→ The data:

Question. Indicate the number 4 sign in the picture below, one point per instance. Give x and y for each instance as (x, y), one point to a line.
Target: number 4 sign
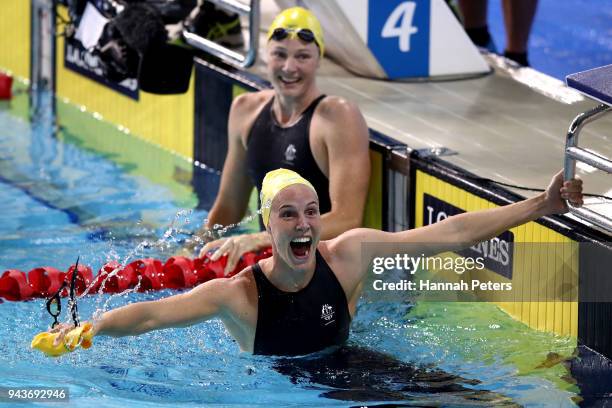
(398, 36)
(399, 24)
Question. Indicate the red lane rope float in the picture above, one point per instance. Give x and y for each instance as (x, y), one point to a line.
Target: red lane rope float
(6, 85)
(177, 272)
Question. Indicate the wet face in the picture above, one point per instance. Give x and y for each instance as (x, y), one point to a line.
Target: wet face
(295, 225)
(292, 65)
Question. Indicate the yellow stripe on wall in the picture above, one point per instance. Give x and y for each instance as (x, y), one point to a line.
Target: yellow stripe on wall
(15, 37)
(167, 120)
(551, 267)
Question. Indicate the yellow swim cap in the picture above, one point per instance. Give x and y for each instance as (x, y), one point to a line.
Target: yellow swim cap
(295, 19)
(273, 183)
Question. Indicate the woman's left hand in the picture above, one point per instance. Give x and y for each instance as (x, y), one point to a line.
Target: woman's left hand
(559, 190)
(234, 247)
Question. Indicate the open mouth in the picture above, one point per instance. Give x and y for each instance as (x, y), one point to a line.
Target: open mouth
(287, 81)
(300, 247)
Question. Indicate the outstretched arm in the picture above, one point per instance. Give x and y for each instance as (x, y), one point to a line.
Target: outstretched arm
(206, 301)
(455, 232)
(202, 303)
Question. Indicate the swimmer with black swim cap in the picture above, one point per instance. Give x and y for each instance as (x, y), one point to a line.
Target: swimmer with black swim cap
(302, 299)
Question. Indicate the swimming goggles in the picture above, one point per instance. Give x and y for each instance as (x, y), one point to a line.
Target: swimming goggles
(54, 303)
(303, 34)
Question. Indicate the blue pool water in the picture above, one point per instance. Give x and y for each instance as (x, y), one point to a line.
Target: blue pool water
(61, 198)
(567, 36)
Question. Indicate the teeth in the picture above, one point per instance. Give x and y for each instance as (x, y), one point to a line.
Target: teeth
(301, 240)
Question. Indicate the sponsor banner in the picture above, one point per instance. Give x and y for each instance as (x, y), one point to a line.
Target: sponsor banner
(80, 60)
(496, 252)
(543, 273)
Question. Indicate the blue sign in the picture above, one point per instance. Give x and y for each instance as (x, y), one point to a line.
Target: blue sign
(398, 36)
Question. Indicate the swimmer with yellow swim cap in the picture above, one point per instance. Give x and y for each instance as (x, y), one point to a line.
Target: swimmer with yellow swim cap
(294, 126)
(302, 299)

---

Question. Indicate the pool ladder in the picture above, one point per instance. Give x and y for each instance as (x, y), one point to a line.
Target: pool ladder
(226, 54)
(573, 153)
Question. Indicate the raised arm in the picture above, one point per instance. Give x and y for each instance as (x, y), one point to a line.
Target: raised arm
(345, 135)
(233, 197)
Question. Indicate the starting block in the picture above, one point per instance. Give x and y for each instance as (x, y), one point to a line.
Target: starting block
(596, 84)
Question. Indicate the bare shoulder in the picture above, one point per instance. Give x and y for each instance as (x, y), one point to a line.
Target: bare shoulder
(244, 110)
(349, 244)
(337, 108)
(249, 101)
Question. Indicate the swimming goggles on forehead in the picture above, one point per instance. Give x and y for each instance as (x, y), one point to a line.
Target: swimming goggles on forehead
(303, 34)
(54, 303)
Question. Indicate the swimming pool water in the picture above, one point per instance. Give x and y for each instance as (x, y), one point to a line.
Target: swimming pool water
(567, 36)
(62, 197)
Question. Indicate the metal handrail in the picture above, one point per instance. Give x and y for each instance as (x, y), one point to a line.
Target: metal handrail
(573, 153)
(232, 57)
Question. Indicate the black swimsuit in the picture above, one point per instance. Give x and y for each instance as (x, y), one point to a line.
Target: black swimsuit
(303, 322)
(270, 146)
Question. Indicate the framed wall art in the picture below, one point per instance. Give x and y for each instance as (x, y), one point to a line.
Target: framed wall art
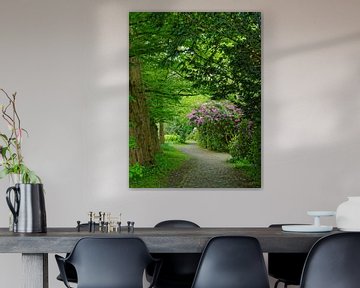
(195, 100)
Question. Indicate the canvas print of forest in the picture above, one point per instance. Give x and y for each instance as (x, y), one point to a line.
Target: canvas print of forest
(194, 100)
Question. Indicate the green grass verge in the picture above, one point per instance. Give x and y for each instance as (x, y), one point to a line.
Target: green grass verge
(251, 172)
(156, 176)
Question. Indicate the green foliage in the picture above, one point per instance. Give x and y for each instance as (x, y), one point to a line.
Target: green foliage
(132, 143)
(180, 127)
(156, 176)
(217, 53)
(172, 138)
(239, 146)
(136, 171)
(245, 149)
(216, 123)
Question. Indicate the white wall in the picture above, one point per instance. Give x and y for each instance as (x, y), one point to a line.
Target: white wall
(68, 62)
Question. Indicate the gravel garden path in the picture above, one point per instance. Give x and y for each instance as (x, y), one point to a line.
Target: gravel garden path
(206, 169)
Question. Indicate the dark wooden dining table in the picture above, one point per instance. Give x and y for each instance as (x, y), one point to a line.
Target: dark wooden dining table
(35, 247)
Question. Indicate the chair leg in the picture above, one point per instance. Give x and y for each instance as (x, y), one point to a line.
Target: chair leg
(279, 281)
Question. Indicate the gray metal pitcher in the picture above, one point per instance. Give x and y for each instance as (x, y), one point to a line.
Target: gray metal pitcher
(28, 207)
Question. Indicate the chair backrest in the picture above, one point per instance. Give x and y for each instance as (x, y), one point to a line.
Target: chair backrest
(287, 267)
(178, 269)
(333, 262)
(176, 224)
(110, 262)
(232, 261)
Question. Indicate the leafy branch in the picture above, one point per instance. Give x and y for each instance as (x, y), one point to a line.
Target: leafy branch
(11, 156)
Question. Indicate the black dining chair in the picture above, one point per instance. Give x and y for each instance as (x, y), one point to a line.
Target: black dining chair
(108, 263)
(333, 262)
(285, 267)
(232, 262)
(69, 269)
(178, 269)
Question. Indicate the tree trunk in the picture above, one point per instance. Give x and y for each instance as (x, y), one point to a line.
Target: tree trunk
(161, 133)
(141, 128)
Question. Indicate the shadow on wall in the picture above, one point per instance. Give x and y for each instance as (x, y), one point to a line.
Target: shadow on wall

→ Task to complete: Copy each line of the preceding data that contains the string "below".

→ Result:
Question. Indicate the number 4 sign in the picture below, one point per instance. Give x and y for each instance as (x, y), one point to a line.
Question. Indicate the framed wall art in the picture below, one point per instance. Give x and y for each instance as (x, y), one point to a line.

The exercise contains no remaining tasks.